Go through the records and show each line where the word "below" occurs.

+ + + +

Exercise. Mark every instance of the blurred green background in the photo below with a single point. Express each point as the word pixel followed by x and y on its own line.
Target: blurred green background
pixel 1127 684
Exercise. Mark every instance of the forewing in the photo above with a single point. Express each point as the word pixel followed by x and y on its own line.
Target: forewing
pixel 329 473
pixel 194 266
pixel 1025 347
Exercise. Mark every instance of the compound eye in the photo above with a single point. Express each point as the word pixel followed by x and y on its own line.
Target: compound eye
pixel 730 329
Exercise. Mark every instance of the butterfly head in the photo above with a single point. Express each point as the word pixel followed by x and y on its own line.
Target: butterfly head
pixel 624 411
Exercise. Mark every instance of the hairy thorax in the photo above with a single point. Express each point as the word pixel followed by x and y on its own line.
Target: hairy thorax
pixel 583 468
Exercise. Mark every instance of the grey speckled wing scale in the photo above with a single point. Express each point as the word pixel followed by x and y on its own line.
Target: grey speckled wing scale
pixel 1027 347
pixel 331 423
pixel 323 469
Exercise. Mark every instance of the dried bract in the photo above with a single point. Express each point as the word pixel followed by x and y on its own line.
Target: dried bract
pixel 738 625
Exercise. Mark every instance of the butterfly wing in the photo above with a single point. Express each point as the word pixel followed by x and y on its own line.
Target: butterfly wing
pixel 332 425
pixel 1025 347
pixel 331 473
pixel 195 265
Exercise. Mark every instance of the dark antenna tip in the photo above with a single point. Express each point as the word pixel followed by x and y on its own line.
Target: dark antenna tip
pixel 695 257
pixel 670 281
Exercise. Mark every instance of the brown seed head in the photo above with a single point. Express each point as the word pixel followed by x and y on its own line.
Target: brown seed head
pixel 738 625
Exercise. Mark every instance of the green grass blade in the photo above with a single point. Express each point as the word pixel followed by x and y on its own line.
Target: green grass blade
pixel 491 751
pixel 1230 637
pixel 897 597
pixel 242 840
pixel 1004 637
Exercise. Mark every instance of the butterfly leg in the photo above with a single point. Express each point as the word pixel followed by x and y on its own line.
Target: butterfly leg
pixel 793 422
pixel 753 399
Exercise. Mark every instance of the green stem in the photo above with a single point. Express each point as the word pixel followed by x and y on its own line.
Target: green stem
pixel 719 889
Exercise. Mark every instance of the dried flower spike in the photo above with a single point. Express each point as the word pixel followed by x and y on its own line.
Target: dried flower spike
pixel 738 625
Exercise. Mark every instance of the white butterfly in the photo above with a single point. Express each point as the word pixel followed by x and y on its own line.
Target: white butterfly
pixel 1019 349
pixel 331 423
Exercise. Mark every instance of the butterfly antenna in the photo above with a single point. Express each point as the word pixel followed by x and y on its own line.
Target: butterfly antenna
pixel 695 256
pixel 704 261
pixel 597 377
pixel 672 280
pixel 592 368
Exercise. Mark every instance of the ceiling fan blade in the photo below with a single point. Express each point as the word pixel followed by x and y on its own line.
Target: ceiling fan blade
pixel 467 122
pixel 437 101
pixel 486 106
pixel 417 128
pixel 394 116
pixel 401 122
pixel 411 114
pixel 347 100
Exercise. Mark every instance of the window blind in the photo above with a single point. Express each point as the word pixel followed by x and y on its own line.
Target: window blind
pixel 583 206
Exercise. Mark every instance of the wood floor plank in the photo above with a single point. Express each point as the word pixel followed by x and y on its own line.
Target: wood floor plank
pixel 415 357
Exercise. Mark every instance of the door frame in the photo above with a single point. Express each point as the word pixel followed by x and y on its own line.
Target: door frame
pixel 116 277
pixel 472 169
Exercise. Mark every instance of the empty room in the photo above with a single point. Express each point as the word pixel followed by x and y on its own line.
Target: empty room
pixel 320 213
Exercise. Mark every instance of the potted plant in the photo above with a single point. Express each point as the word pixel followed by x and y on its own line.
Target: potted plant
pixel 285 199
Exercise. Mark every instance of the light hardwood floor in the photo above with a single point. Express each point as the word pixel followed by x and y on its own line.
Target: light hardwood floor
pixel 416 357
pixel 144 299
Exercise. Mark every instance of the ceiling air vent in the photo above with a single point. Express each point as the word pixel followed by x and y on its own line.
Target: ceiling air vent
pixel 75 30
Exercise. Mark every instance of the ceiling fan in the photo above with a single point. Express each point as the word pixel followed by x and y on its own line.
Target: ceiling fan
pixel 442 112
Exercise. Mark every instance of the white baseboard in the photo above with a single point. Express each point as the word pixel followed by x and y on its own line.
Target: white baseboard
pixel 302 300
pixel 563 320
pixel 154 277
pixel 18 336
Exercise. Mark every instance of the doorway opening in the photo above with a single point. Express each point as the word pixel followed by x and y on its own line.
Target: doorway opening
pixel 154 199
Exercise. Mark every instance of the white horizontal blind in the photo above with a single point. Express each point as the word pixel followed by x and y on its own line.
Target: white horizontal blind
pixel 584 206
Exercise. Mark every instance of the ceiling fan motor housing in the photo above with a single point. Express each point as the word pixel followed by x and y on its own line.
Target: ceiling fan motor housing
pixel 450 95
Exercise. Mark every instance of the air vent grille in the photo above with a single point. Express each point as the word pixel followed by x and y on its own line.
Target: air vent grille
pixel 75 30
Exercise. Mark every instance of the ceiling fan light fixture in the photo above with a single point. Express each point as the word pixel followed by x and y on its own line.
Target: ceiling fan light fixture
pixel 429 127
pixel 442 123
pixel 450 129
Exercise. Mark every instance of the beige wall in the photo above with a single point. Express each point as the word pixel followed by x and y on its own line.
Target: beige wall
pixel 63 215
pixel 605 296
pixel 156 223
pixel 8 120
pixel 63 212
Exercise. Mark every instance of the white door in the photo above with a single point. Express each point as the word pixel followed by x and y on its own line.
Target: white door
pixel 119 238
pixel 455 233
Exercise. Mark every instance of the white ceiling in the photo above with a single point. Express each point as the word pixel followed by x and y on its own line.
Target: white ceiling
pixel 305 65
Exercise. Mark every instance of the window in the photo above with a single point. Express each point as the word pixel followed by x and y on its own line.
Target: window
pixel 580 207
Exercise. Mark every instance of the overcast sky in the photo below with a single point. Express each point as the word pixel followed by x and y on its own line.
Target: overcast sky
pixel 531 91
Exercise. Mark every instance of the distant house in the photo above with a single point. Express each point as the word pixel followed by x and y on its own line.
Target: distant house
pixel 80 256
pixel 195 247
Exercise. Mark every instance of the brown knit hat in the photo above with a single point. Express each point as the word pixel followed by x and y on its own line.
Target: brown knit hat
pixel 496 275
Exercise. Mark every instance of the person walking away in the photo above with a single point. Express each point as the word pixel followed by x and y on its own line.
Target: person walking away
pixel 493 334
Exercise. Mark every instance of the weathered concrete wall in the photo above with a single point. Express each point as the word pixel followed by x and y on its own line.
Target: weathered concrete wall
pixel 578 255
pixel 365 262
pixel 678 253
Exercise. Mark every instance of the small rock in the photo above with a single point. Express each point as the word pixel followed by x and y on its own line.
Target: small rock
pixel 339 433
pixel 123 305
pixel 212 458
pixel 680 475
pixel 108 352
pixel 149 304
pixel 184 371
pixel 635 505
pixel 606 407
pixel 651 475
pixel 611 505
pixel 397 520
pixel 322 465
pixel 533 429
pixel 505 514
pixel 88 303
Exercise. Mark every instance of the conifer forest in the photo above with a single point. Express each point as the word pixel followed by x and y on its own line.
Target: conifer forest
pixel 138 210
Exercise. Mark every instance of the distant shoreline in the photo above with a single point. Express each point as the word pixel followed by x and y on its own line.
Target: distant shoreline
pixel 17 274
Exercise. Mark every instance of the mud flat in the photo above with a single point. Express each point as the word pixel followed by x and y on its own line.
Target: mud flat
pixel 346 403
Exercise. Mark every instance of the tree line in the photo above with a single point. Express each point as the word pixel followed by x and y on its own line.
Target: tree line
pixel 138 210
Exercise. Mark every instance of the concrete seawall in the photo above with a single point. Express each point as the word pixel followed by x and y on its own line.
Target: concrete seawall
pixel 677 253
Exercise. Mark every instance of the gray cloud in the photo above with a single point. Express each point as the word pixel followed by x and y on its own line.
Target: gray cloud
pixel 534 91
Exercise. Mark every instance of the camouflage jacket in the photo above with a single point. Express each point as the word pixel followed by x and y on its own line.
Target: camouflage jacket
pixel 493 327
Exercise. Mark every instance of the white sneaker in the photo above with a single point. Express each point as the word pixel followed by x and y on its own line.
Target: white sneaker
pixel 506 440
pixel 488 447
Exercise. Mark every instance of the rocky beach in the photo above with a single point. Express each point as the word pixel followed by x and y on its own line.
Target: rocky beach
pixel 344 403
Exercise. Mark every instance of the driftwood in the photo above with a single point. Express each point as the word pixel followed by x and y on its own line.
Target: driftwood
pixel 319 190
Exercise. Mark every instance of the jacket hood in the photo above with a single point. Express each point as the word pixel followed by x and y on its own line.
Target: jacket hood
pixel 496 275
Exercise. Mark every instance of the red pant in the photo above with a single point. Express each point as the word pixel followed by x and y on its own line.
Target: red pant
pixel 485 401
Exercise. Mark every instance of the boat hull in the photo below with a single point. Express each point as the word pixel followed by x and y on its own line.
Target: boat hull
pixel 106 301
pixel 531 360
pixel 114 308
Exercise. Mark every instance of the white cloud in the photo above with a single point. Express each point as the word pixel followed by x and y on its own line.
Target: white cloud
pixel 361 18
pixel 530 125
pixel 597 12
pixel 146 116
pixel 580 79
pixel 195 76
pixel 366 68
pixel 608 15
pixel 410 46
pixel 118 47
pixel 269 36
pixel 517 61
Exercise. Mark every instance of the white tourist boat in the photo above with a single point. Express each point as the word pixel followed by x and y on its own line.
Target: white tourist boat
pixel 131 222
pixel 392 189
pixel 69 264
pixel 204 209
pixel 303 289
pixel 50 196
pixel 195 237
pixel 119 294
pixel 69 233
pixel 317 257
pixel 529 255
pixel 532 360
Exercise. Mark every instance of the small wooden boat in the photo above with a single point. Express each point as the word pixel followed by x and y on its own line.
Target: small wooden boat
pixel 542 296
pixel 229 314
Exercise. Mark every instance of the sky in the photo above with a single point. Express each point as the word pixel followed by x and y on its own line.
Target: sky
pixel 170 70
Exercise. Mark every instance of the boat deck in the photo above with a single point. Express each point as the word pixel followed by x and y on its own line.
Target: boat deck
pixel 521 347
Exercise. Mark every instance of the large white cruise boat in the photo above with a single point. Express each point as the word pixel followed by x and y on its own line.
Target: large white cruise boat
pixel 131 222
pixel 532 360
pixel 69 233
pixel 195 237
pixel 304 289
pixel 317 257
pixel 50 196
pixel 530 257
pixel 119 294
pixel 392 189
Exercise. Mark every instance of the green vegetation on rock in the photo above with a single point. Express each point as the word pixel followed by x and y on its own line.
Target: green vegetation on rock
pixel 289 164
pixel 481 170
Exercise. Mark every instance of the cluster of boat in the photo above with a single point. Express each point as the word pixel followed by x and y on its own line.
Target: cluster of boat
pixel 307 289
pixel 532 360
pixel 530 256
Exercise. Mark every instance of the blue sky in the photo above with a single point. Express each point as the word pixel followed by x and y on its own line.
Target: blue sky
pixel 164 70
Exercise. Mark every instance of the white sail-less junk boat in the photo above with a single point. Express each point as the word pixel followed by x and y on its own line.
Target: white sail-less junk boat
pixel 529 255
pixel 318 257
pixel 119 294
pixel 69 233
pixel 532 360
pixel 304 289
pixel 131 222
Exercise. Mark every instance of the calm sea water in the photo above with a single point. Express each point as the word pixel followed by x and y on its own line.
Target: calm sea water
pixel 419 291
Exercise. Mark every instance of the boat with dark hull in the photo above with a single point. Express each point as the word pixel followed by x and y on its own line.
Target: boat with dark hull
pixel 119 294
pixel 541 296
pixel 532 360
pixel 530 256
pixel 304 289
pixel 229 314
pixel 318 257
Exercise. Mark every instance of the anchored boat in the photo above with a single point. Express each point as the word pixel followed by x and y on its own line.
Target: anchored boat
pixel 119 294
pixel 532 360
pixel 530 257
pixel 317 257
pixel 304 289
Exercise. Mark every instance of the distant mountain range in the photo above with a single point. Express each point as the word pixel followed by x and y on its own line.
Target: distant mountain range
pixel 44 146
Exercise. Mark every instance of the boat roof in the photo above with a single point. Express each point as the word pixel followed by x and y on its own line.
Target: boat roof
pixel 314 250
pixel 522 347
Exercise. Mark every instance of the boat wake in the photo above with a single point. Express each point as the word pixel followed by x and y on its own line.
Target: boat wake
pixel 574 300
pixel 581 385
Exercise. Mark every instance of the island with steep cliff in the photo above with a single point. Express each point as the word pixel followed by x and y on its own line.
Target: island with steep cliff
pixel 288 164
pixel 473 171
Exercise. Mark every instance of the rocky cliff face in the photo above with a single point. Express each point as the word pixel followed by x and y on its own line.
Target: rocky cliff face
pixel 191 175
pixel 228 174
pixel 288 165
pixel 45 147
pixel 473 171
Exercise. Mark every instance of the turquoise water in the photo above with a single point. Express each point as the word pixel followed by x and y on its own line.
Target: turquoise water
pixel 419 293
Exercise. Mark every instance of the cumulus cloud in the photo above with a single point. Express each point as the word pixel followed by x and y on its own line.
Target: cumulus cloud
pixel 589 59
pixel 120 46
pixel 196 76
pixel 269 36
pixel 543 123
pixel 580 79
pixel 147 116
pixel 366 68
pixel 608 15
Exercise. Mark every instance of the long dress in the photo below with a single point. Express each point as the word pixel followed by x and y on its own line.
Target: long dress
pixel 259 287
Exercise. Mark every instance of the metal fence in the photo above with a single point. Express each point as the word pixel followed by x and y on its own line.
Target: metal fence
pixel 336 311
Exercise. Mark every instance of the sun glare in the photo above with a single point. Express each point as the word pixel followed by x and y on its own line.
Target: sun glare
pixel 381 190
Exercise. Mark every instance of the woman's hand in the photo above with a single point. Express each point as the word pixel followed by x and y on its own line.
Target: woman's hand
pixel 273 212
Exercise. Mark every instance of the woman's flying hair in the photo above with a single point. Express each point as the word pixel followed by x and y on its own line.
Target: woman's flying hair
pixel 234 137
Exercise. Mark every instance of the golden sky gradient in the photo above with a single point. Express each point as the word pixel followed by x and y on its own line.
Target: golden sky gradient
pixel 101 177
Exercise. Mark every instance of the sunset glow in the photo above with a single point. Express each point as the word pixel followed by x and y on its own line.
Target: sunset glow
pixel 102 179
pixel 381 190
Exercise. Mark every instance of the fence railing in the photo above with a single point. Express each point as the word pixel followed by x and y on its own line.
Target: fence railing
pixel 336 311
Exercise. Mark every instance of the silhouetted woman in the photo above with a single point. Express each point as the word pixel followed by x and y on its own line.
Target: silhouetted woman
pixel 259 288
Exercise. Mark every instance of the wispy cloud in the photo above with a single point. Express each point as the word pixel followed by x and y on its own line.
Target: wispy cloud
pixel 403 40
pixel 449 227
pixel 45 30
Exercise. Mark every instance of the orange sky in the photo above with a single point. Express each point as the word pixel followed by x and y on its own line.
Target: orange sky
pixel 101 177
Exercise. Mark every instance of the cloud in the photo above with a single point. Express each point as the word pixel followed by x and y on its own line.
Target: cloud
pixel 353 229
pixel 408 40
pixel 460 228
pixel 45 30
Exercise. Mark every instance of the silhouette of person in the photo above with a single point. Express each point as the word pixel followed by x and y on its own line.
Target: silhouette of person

+ + + +

» Reply
Exercise. Mark every instance of the blurred green background in the photo below with a single point. Express each point as the word pixel followed by x and y on its own line.
Exercise. Mark every instance of the ceiling fan blade in the photo below with a single point. Express each point as the word pixel followed by x and y on its own line.
Exercise. Mark every instance of the overcast sky in the photo below with a single point. Express each point as the word pixel followed by x and y on its own line.
Exercise. Mark every instance of the boat hull in the photo below with a single point. Express each point as the word pixel followed by x and y on its own line.
Exercise. Mark every instance of the long dress in the photo below with a single point. Express each point as the word pixel followed by x and y on its own line.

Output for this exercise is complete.